Set down each line of the data exactly, but not the pictures.

[Referring expression pointing data]

<<<<

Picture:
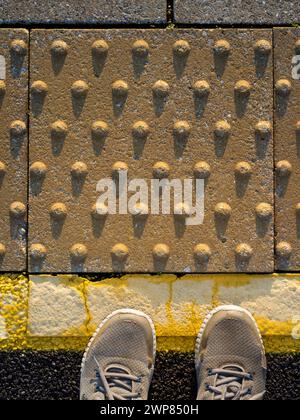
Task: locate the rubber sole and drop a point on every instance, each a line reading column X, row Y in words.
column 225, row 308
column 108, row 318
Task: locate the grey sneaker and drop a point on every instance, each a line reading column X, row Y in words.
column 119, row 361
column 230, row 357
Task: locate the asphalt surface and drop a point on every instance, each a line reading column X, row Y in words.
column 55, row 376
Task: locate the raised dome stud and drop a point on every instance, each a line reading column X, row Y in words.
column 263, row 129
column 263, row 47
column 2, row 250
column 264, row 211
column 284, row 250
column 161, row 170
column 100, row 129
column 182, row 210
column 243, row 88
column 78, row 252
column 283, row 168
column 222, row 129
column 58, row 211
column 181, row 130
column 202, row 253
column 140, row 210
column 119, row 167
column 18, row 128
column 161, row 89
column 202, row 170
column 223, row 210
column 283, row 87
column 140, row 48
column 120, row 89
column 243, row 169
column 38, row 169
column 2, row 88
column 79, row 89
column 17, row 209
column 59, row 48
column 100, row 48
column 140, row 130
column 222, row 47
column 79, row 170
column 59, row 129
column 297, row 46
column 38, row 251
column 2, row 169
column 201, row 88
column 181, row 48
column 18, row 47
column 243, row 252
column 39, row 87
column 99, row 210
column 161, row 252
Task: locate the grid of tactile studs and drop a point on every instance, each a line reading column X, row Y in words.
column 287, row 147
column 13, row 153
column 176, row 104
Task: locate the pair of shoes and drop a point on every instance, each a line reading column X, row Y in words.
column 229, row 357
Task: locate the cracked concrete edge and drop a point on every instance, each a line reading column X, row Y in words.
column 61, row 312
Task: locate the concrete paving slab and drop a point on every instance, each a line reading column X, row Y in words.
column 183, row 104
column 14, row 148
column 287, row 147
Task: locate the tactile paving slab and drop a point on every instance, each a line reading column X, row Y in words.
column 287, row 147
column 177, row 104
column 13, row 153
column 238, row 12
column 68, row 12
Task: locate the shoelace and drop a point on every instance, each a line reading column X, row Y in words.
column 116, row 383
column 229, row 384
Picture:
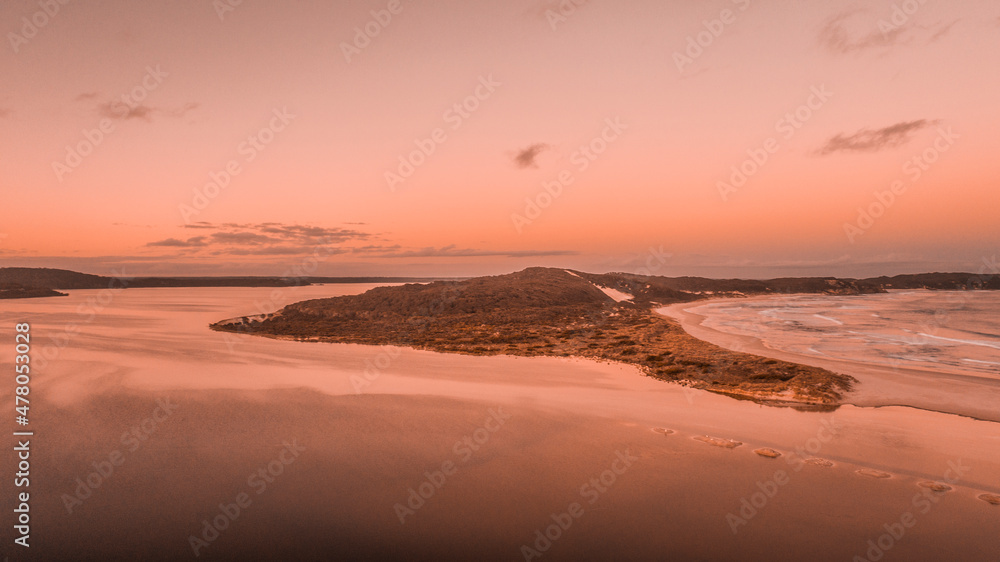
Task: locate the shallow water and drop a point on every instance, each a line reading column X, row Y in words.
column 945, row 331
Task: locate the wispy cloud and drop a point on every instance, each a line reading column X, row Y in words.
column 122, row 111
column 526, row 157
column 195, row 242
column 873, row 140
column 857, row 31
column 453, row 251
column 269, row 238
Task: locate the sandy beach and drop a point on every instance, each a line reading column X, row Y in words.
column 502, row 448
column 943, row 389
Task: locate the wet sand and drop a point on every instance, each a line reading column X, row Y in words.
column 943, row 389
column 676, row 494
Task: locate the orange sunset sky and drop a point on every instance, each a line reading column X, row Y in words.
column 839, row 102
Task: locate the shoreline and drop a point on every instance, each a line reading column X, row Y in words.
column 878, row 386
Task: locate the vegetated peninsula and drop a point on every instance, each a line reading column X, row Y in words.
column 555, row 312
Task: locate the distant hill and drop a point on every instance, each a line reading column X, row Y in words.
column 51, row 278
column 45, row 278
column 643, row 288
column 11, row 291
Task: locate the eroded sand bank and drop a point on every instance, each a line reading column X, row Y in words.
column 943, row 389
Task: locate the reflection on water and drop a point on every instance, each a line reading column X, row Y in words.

>>>>

- [RESPONSE]
Picture:
Task: locate the rubber sole and drop a point on every instance, each a line reading column X, row Y in words.
column 225, row 308
column 108, row 318
Task: locate the grey sneaker and drop a point on every instance, each a line reading column X, row Y in words.
column 119, row 361
column 230, row 357
Task: locate the asphalt surface and drop a point on every instance, each a line reading column X, row Y in words.
column 55, row 376
Task: locate the raised dome stud and drop a point on every instance, each a line reading column X, row Y in words.
column 263, row 129
column 263, row 47
column 2, row 250
column 264, row 211
column 284, row 250
column 161, row 170
column 100, row 129
column 182, row 210
column 243, row 88
column 78, row 252
column 283, row 168
column 222, row 129
column 58, row 211
column 181, row 130
column 202, row 253
column 140, row 210
column 119, row 167
column 18, row 128
column 161, row 89
column 202, row 170
column 223, row 210
column 283, row 87
column 140, row 48
column 120, row 89
column 243, row 169
column 38, row 169
column 2, row 88
column 79, row 89
column 17, row 209
column 59, row 48
column 100, row 48
column 140, row 130
column 222, row 47
column 79, row 170
column 59, row 129
column 297, row 46
column 38, row 251
column 2, row 169
column 201, row 88
column 181, row 48
column 18, row 47
column 243, row 252
column 39, row 87
column 99, row 210
column 161, row 252
Task: locate the grid of tactile studs and drop a point on every instance, each a line reading column X, row Y in words.
column 287, row 147
column 13, row 153
column 176, row 104
Task: locate the pair of shoes and drop a point on every instance, each a line reading column X, row Y in words.
column 229, row 357
Task: locate the cracked concrete edge and drop a point on every instance, each a line reading column X, row Y in words.
column 61, row 312
Task: locate the concrete paving slab and drop a point on every instance, each a line reading column X, row Y in words.
column 183, row 104
column 14, row 148
column 287, row 147
Task: locate the tactile paving slab and drop a point on every instance, each a line reading column X, row Y in words.
column 287, row 147
column 177, row 104
column 13, row 153
column 238, row 12
column 68, row 12
Task: locate the shoelace and drop a point on every instance, each a line reading column X, row Y in words.
column 116, row 383
column 229, row 384
Picture:
Task: locate the shallow water and drop a point on every instance, each a line reading column X, row Y in words.
column 945, row 331
Task: locate the wispy cloud and drop a point on every instance, each a line reading column X, row Y in words.
column 122, row 111
column 526, row 157
column 195, row 242
column 873, row 140
column 857, row 31
column 453, row 251
column 269, row 238
Task: locate the sandy beach and drop a point on every instance, each a line reading column X, row Y in words.
column 502, row 448
column 943, row 389
Task: locate the wet sand and drop a point on every instance, each a line reading column X, row Y in words.
column 943, row 389
column 676, row 494
Task: locate the orange sunset sky and drop a point on every instance, each a line reading column X, row Y in words.
column 839, row 102
Task: locate the shoreline and drop a point on every instance, each a line reading column X, row Y in words.
column 878, row 386
Task: locate the vegetated peninsula and drop a point on every instance, each a line reading column X, row Y in words.
column 555, row 312
Task: locate the distant hill and drop a point on every instance, each a line reading column X, row Y in words.
column 51, row 278
column 45, row 278
column 643, row 288
column 11, row 291
Task: locate the eroded sand bank and drop a point on every instance, each a line reading column X, row Y in words.
column 943, row 389
Task: locate the reflection on water and drop a point on every instance, each a line reading column X, row Y in words.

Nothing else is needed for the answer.